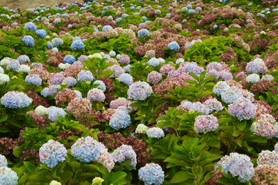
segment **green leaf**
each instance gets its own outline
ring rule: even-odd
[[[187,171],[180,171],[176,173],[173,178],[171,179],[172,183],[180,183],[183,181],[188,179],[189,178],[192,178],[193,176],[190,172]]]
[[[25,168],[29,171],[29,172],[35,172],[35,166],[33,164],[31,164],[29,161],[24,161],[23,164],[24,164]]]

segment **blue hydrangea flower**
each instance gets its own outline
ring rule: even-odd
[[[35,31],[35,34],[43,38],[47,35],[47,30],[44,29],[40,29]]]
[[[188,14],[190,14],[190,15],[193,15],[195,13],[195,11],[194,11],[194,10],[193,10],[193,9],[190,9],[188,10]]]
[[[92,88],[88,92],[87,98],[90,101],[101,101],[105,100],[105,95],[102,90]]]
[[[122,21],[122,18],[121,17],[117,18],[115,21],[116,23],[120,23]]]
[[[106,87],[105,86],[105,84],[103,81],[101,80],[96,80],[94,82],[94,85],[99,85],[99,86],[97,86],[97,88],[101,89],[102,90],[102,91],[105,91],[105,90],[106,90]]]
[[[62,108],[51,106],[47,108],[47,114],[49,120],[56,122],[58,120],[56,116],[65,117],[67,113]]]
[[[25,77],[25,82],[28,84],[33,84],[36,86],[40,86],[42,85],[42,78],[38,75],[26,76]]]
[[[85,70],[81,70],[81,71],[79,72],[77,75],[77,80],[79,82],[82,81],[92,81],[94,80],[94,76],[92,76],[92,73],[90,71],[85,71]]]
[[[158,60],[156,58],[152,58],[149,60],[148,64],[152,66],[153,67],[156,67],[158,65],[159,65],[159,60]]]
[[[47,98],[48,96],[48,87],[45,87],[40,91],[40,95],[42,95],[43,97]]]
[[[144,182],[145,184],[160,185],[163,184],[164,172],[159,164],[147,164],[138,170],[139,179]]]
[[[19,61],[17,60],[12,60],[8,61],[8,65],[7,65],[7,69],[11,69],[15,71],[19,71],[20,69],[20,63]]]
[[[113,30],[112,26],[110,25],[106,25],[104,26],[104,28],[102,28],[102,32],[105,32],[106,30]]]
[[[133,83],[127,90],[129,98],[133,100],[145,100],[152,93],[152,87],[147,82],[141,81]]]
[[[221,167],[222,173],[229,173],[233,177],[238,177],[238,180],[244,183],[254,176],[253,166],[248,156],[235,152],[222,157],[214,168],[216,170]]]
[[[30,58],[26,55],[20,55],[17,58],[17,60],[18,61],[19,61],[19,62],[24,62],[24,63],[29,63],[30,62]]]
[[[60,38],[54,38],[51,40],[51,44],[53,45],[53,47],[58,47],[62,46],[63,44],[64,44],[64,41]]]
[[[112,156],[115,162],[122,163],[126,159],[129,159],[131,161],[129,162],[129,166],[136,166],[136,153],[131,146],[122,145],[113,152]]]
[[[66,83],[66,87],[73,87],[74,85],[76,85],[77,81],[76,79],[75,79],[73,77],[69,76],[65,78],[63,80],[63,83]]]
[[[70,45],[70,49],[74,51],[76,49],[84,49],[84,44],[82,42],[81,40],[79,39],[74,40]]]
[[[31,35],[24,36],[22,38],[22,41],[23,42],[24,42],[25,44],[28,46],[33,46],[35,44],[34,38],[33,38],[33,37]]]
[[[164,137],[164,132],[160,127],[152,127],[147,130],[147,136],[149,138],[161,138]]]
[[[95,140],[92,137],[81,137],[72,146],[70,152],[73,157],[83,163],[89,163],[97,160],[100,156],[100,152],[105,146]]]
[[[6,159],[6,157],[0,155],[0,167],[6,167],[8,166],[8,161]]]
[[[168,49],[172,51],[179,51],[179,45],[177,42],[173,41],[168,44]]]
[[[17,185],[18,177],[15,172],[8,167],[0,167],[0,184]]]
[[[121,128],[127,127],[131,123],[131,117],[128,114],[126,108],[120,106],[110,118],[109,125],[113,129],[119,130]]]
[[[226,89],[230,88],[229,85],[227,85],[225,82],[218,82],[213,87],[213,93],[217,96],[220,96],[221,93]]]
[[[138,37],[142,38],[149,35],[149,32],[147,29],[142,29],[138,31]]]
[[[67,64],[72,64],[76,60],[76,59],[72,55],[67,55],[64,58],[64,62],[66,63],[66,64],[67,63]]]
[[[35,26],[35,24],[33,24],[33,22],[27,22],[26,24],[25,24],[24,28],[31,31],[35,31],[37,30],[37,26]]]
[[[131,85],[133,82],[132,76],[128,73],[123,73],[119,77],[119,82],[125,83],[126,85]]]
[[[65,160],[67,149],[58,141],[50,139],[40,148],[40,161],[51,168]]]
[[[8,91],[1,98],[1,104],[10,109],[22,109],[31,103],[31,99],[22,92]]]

----------

**TASK OBJECTIVE:** Leave out the pictures and print each record exactly as it stands.

**RESPONSE TO THE EXERCISE:**
segment **green leaf**
each instance gets its own outline
ring rule: even-odd
[[[187,171],[180,171],[176,173],[173,178],[171,179],[172,183],[180,183],[183,181],[188,179],[189,178],[192,178],[193,176],[190,172]]]
[[[25,168],[29,171],[29,172],[35,172],[35,166],[33,164],[31,164],[29,161],[24,161],[23,164],[24,164]]]

segment **blue hydrangea flower**
each instance gets its own outline
ring rule: even-odd
[[[35,31],[35,34],[43,38],[47,35],[47,30],[44,29],[40,29]]]
[[[188,14],[190,14],[190,15],[193,15],[195,13],[195,11],[194,11],[194,10],[193,10],[193,9],[190,9],[188,10]]]
[[[92,88],[88,92],[87,98],[90,101],[101,101],[105,100],[105,95],[102,90]]]
[[[122,21],[122,18],[121,17],[117,18],[115,21],[116,23],[120,23]]]
[[[106,87],[105,86],[105,84],[103,81],[101,80],[96,80],[94,82],[94,85],[99,85],[99,86],[97,86],[97,88],[101,89],[102,90],[102,91],[105,91],[105,90],[106,90]]]
[[[62,108],[51,106],[47,108],[47,114],[49,120],[56,122],[58,120],[56,116],[65,117],[67,113]]]
[[[25,77],[25,82],[28,84],[33,84],[36,86],[40,86],[42,85],[42,78],[38,75],[26,76]]]
[[[85,70],[81,70],[81,71],[79,72],[77,75],[77,80],[79,82],[82,81],[92,81],[94,80],[94,76],[92,76],[92,73],[90,71],[85,71]]]
[[[158,60],[156,58],[152,58],[149,60],[148,64],[152,66],[153,67],[156,67],[158,65],[159,65],[159,60]]]
[[[47,98],[48,96],[48,87],[45,87],[40,91],[40,95],[42,95],[43,97]]]
[[[144,182],[145,184],[160,185],[163,184],[164,172],[159,164],[147,164],[138,170],[139,179]]]
[[[19,61],[17,60],[12,60],[8,61],[8,65],[7,65],[7,69],[11,69],[15,71],[19,71],[20,69],[20,63]]]
[[[113,30],[112,26],[110,25],[106,25],[104,26],[104,28],[102,28],[102,32],[105,32],[106,30]]]
[[[133,83],[127,90],[129,98],[133,100],[145,100],[152,93],[152,87],[147,82],[141,81]]]
[[[221,167],[222,173],[229,173],[233,177],[238,177],[238,180],[244,183],[254,176],[253,166],[248,156],[235,152],[222,157],[214,168],[216,170]]]
[[[30,58],[26,55],[20,55],[17,58],[17,60],[18,61],[19,61],[19,62],[24,62],[24,63],[29,63],[30,62]]]
[[[60,38],[54,38],[51,40],[51,44],[53,45],[53,47],[58,47],[62,46],[63,44],[64,44],[64,41]]]
[[[112,156],[115,162],[122,163],[126,159],[129,159],[131,161],[129,162],[129,166],[136,166],[136,153],[131,146],[122,145],[113,152]]]
[[[66,83],[66,87],[73,87],[74,85],[76,85],[77,81],[76,79],[75,79],[73,77],[69,76],[65,78],[63,80],[63,83]]]
[[[70,45],[70,49],[74,51],[76,49],[84,49],[84,44],[82,42],[81,40],[79,39],[74,40]]]
[[[31,35],[24,36],[22,38],[22,41],[23,42],[24,42],[25,44],[28,46],[33,46],[35,44],[34,38],[33,38],[33,37]]]
[[[164,137],[164,132],[160,127],[152,127],[147,130],[147,136],[149,138],[161,138]]]
[[[95,140],[92,137],[81,137],[72,146],[70,152],[73,157],[83,163],[89,163],[97,160],[100,156],[100,152],[105,146]]]
[[[6,159],[6,157],[0,155],[0,167],[6,167],[8,166],[8,161]]]
[[[168,49],[172,51],[179,51],[179,45],[177,42],[173,41],[168,44]]]
[[[17,185],[18,177],[15,172],[8,167],[0,167],[0,184]]]
[[[121,128],[127,127],[131,123],[131,117],[128,114],[126,108],[120,106],[110,118],[109,125],[113,129],[119,130]]]
[[[226,89],[230,88],[229,85],[227,85],[225,82],[218,82],[213,87],[213,93],[217,96],[220,96],[221,93]]]
[[[138,37],[142,38],[149,35],[149,32],[147,29],[142,29],[138,31]]]
[[[67,64],[72,64],[76,60],[76,59],[72,55],[67,55],[64,58],[64,62],[66,63],[66,64],[67,63]]]
[[[35,26],[35,24],[33,24],[33,22],[27,22],[26,24],[25,24],[24,28],[31,31],[35,31],[37,30],[37,26]]]
[[[131,85],[133,82],[132,76],[128,73],[123,73],[119,77],[119,82],[125,83],[126,85]]]
[[[65,160],[67,149],[58,141],[50,139],[40,148],[40,161],[51,168]]]
[[[8,91],[1,98],[1,104],[10,109],[22,109],[31,103],[31,99],[22,92]]]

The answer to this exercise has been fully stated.